WHAT THE TASK REQUIRES -
Rewrite the data below with every "integer pixel" changed to "whole-number pixel" and nothing else altered. Leave the pictures out.

DATA PROVIDED -
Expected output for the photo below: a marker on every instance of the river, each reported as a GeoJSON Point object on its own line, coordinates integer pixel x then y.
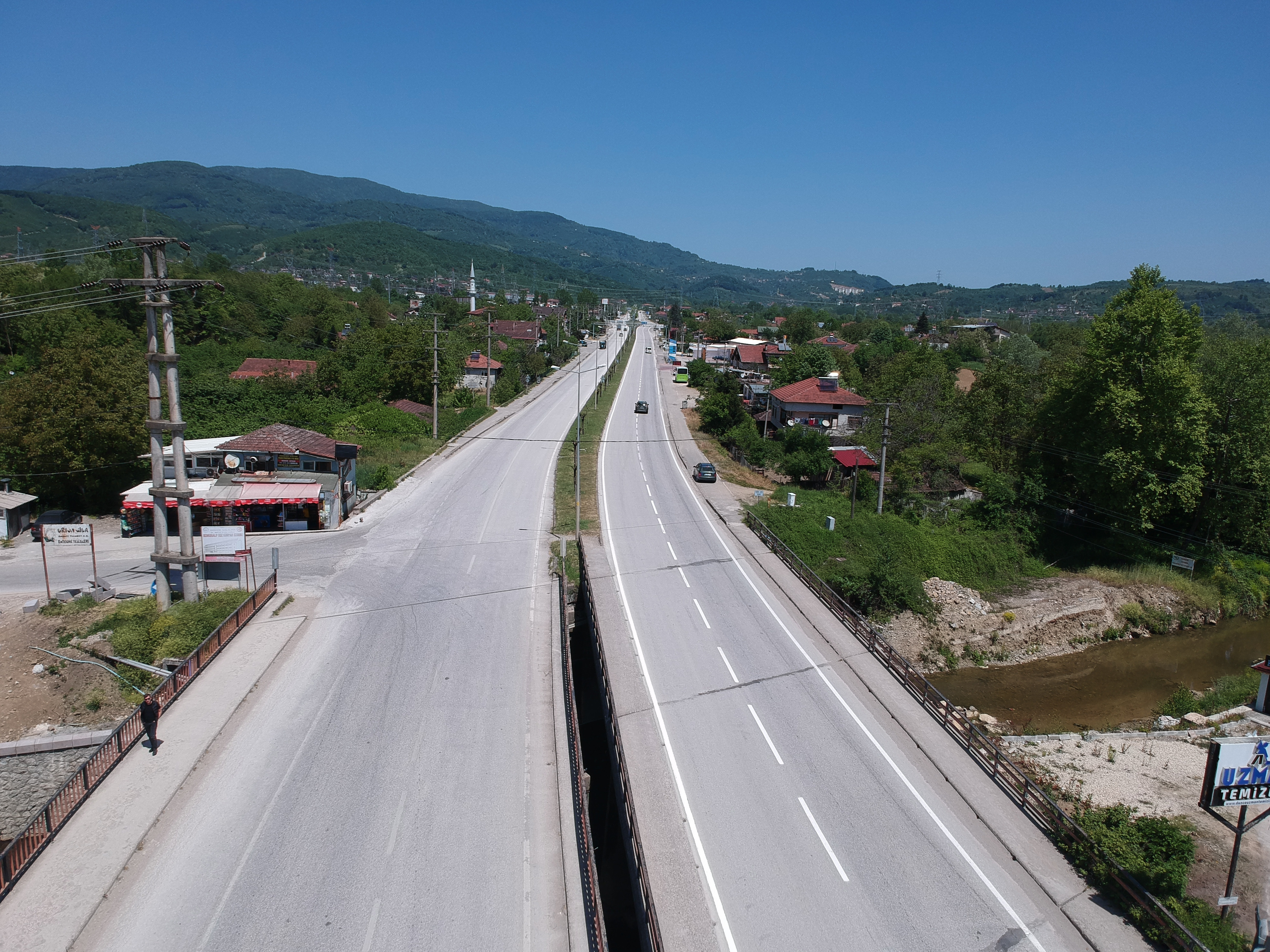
{"type": "Point", "coordinates": [1108, 685]}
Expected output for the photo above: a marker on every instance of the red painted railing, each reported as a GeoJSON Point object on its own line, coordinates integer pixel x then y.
{"type": "Point", "coordinates": [28, 845]}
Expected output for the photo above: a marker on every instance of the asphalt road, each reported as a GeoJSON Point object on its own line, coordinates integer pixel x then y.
{"type": "Point", "coordinates": [392, 782]}
{"type": "Point", "coordinates": [813, 827]}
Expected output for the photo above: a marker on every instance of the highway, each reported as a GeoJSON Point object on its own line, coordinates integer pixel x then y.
{"type": "Point", "coordinates": [392, 782]}
{"type": "Point", "coordinates": [812, 826]}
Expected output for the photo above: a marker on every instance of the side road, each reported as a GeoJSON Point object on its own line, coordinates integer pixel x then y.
{"type": "Point", "coordinates": [52, 903]}
{"type": "Point", "coordinates": [1098, 922]}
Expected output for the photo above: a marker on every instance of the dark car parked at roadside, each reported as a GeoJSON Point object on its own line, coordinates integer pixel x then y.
{"type": "Point", "coordinates": [55, 517]}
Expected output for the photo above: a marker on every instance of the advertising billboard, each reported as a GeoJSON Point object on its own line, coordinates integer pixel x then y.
{"type": "Point", "coordinates": [1237, 772]}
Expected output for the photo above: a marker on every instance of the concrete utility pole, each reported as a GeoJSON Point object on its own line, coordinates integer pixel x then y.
{"type": "Point", "coordinates": [882, 480]}
{"type": "Point", "coordinates": [435, 400]}
{"type": "Point", "coordinates": [154, 268]}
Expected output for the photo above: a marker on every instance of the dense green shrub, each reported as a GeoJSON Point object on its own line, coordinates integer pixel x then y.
{"type": "Point", "coordinates": [1159, 853]}
{"type": "Point", "coordinates": [143, 634]}
{"type": "Point", "coordinates": [879, 561]}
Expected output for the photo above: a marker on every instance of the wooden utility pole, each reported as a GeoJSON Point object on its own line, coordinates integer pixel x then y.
{"type": "Point", "coordinates": [156, 281]}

COMPLETE ANSWER -
Expected output for the photo below: a marker on every instance of the river, each reported as a GeoJSON Point object on its own line, coordinates whole-number pixel x then y.
{"type": "Point", "coordinates": [1108, 685]}
Expected output for the photo above: a marker on every instance of the red painted railing, each reported as a GeoJSON Point object on its own line, coordinates whole-number pixel x then y.
{"type": "Point", "coordinates": [28, 845]}
Expected output for the photo above: a marker on every instance of the asphalt road, each reported as a GeoJSON Point object on its own line, coordinates whole-number pixel x then y.
{"type": "Point", "coordinates": [392, 782]}
{"type": "Point", "coordinates": [813, 827]}
Expected output for the photo above: a marker on every instance of the highway, each reported as a GeoJSON Point object on its own line, coordinates whole-number pixel x then y.
{"type": "Point", "coordinates": [392, 782]}
{"type": "Point", "coordinates": [812, 826]}
Expected output for the photo above: a marker on every instance of the side road, each reported as a GeoJSON Point object on its own line, coordinates whole-number pixel x then y.
{"type": "Point", "coordinates": [52, 903]}
{"type": "Point", "coordinates": [1098, 922]}
Expected output for the photo above: a marker on every instance of the dark car parked at roadside, each reported as a GeoJSON Point object on its own line, coordinates whole-number pixel x then y.
{"type": "Point", "coordinates": [55, 517]}
Expected output for the photo above: a marker on every instance of the advertising billboard, each reported as a GeoJSON Point object on its own line, coordinates whole-number pixel x then y.
{"type": "Point", "coordinates": [1237, 772]}
Expected output for the photo above: a marker on every instance of the concrete utility pole, each reported as a GeoJSON Point object on its own line, coordinates whole-number pixel x then y.
{"type": "Point", "coordinates": [882, 480]}
{"type": "Point", "coordinates": [435, 400]}
{"type": "Point", "coordinates": [154, 268]}
Expected output for the photo above: a marker on every instance of the dense green shrub, each reported as a GeoJSON Point object on its own line, coordinates whole-number pixel x then y.
{"type": "Point", "coordinates": [1159, 853]}
{"type": "Point", "coordinates": [143, 634]}
{"type": "Point", "coordinates": [879, 561]}
Expected output for the photo above: a marker on every instance of the wooden utility pole, each reported as a GeoJSON Point object on its own line, coordinates whole-number pixel x then y.
{"type": "Point", "coordinates": [156, 281]}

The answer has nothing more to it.